STATED PROBLEM
Extract each line of the data below that contains the string "instances".

Entries from a dataset
────────────────────────────────────────

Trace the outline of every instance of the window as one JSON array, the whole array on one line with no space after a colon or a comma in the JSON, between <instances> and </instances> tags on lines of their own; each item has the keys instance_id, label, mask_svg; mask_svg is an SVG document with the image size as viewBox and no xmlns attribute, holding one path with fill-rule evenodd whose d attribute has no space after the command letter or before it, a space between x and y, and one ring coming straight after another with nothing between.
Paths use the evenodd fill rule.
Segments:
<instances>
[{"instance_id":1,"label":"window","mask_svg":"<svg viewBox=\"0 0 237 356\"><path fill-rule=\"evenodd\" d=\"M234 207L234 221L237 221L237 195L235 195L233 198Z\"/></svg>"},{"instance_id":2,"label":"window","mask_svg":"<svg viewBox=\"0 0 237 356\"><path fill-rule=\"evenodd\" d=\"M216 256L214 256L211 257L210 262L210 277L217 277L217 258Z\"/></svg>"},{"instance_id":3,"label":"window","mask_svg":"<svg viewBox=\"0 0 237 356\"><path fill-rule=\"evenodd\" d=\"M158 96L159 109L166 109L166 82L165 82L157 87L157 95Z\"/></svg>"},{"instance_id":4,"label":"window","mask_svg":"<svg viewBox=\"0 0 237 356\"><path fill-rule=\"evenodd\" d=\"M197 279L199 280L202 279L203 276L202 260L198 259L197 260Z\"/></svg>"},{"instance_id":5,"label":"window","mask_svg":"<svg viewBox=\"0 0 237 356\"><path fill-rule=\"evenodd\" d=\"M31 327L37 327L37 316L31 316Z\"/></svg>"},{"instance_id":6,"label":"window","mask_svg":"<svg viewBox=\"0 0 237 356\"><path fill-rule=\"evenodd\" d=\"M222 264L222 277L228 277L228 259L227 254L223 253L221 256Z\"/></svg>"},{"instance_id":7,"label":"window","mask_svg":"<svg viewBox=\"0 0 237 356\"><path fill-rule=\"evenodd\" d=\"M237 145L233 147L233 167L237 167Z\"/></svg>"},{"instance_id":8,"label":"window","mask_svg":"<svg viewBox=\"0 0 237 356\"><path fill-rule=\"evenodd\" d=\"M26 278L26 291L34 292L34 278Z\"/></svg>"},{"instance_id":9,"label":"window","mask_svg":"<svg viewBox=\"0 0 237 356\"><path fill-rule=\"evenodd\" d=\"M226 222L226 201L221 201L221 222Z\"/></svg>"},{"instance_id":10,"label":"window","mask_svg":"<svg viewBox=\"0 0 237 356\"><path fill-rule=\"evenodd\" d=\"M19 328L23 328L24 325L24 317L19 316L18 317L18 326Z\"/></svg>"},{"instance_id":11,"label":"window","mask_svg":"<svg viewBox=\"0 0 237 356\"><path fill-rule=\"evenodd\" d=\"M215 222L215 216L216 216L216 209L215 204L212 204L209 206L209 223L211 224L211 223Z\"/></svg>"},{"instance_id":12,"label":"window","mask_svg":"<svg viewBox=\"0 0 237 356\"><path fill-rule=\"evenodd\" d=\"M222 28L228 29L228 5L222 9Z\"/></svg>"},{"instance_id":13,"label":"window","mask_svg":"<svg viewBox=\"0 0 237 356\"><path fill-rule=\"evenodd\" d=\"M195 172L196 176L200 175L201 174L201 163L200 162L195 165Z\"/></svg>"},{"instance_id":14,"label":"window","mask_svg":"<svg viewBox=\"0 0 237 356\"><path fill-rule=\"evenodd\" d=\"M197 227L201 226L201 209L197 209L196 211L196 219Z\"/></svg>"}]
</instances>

────────────────────────────────────────

RESPONSE FOR THIS EXERCISE
Trace the outline of every instance of the window as one JSON array, the whole array on one line with no space after a colon or a comma in the JSON, between <instances> and </instances> tags on lines of their own; each item has the keys instance_id, label, mask_svg; mask_svg is an SVG document with the image size as viewBox and no xmlns attribute, holding one path with fill-rule evenodd whose d attribute has no space after the command letter or before it, a space between x and y, and one ring coming straight after another with nothing between.
<instances>
</instances>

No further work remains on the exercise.